Items listed in a dataset:
================================

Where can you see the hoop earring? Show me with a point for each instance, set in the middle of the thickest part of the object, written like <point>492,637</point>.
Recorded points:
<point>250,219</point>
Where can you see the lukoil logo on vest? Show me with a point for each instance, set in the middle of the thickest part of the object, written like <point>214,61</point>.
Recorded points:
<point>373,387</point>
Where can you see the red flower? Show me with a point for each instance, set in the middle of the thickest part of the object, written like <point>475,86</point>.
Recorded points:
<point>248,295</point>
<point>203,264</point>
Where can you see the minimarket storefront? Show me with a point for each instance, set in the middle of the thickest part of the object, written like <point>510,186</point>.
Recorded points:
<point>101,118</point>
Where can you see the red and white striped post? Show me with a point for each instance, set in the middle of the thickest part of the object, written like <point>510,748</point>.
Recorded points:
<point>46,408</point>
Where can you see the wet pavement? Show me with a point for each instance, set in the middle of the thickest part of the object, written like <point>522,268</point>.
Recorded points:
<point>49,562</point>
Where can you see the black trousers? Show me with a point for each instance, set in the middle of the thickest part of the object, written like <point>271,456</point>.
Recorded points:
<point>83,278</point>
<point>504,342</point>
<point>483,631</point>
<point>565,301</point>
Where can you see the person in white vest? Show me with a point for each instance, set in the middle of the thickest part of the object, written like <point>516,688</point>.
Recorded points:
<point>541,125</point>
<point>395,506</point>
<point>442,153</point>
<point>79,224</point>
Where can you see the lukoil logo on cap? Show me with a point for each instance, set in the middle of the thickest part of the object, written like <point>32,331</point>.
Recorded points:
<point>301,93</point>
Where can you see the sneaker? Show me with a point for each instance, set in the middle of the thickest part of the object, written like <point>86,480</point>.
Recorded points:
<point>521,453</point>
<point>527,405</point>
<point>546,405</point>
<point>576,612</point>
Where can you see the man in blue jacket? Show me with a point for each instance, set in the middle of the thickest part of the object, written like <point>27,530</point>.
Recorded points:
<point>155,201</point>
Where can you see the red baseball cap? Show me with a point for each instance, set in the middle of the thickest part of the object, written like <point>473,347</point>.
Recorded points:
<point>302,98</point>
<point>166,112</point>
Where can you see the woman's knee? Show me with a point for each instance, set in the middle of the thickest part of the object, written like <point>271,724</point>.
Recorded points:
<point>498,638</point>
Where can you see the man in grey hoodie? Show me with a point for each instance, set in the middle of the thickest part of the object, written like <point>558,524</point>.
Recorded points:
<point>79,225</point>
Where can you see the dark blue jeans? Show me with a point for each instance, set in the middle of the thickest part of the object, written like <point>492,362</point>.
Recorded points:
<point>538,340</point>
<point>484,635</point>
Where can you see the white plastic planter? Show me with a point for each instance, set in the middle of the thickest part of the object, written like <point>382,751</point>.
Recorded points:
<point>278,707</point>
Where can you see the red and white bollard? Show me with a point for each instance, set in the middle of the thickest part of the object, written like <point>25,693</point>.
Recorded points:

================================

Please reproduce the entries from the line with "Where can you see the red baseball" up to and including the line with "<point>79,225</point>", requests included, rescaling every point coordinate in the answers by 0.95 and rounding to whole numbers, with halves rounded up. Leave the requests and their format samples unchanged.

Where can you see the red baseball cap? Show me with a point for each instance, set in the middle of the thickest part of the object, written like <point>473,347</point>.
Recorded points:
<point>287,93</point>
<point>158,106</point>
Where can you see the woman's knee? Show me with a point for each instance, set in the middle of the thickest part of the object, written like <point>271,724</point>.
Recorded points:
<point>473,606</point>
Where can you see the man in grey hoodie? Show me with a point for each instance, set in the middle of the thickest part of the object, written like <point>558,524</point>.
Recorded points:
<point>75,214</point>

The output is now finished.